* _DATA PROVIDED_
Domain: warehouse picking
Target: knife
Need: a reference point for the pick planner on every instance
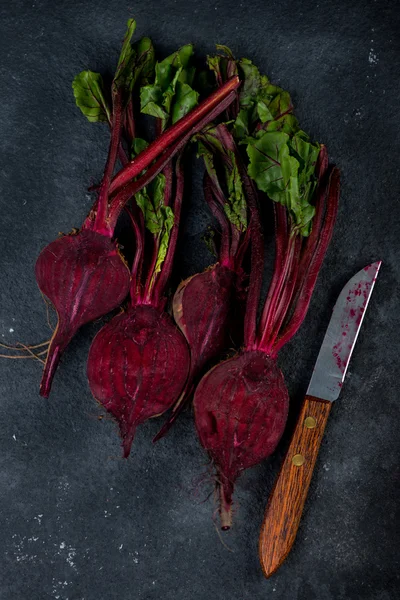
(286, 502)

---

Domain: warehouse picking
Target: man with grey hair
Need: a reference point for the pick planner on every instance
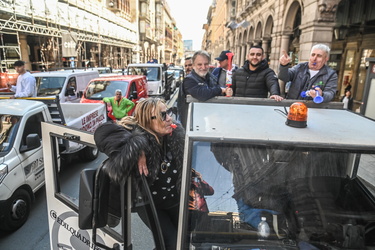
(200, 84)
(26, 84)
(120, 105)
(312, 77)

* _WRITTEN PROBLEM_
Locate every line in the material above that contains the string "Target", and copy each such line. Treat uppercase and lowercase letters as different.

* _EXPECTED ANSWER_
Target: knife
Target: man with grey hair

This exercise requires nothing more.